JOB 1
Count the lines in the entries below that contain the word "bird", and give only that number.

SELECTION
┌──

Moretti, Franco. Signs Taken for Wonders: On the Sociology of Literary Forms. London: Verso, 1983.

I bought this book after having devoured Maps Graphs Trees, and so my interest in it has primarily been historical. It's interesting to look at a book almost 25 years older and to see what/how/if it predicts Moretti's later work. Because I think it does, to an extent. Having read MGT, it's a lot easier to see what he was talking about in STW as well as the eventual payoff of this work. That being said, there's not a lot beyond the first chapter that I'm interested in, at least for this context.

Notes

Moretti begins from rhetoric, and specifically from Kenneth Burke, Max Black, and the Annales crew.

"Rhetorical figures, and the larger combinations which organize long narratives, are thus of a piece with the deep, buried, invisible presuppositions of every world view" (6).

"It is no longer a question, then, of contrasting rhetorical (or ideological) 'consent' with aesthetic 'dissent,' but of recognizing that there are different moments in the development of every system of consent, and above all different ways of furthering it" (8).

└──

Data taken from a collection:
┌──

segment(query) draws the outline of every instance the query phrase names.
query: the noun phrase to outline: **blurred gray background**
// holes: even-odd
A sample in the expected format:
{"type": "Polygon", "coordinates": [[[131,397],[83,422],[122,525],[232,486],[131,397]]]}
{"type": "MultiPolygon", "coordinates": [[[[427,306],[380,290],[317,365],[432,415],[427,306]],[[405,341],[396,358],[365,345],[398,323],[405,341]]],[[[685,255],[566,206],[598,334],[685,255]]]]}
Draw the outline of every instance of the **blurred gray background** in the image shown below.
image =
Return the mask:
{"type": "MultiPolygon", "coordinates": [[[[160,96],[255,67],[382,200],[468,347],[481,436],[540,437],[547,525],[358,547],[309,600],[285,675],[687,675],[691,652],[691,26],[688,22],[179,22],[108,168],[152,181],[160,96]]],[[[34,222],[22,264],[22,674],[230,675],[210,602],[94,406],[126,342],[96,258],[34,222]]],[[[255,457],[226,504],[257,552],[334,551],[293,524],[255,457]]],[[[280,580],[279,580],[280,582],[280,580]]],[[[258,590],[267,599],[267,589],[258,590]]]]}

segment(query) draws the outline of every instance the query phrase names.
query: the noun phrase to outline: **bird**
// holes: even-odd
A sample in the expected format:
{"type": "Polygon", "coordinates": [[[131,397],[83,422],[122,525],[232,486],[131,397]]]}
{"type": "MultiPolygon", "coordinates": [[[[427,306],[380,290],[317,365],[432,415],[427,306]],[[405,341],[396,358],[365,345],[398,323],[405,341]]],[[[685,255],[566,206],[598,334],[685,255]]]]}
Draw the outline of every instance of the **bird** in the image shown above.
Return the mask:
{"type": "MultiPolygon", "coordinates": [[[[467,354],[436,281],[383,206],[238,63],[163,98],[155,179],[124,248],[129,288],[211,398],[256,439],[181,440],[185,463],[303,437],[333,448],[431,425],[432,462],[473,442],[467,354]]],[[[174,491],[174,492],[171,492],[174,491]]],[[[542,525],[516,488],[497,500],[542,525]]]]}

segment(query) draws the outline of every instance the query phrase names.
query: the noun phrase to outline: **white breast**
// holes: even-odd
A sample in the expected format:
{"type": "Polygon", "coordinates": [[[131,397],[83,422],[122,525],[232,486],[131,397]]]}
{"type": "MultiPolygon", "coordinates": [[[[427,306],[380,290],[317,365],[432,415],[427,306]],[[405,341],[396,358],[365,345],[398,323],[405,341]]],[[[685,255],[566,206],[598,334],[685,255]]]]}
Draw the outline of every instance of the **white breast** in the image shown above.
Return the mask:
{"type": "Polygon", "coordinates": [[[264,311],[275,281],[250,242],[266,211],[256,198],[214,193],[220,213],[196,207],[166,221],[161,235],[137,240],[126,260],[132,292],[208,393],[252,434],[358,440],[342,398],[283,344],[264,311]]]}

└──

JOB 2
Carry on the notes about Moretti's Signs Taken for Wonders, starting after their last sentence.

EXPECTED OUTPUT 1
2

EXPECTED OUTPUT 2
"Consent" ends up, I think, as Moretti's term for the double-sided identification/division

"Literary texts are historical products organized according to rhetorical criteria. The main problem of a literary criticism that aims to be in all respects a historical discipline is to do justice to both aspects of all its objects: to work out a system of concepts which are both historiographic and rhetorical" (9).

Lukacs as someone who began this way, but ended up opposing history and forms (10-12)

"I have a specific example in mind, which to me seems the most successful attempt to found a 'rhetorical' historiography: Erwin Panofsky's Perspective as a Symbolic Form" (17)

Understands unity of historical and rhetorical study and graps distinction between them.

Falsifiable criticism: "the fundamental area where they should be tested is their analysis of rhetorical mechanisms" --moving away from "sprit of the age" kinds of criticism, which is only ever an aspiration rather than a fact. Plurality of rhetorical forms means that histories become "more comprehensible and more interesting the more one grasps the conflict, or at least the difference, connecting it to the forms around it" (26).

"the substantial function of literature is to secure consent" (27).

(Kant, Schiller, Freud...)

Thoughts

These notes feel a little scattered to me. Here are the two or three main things I take away from this chapter, though:

First, there's a real resonance here with work on genre studies in rhetcomp, and Moretti uses the term occasionally. Genre isn't simply a formal category for him, but one where rhetoric and history combine in the form of particular works. And those two dimensions connect a given work outward to other texts in time (history) and space (rhetoric), placing any given work in a network of other texts.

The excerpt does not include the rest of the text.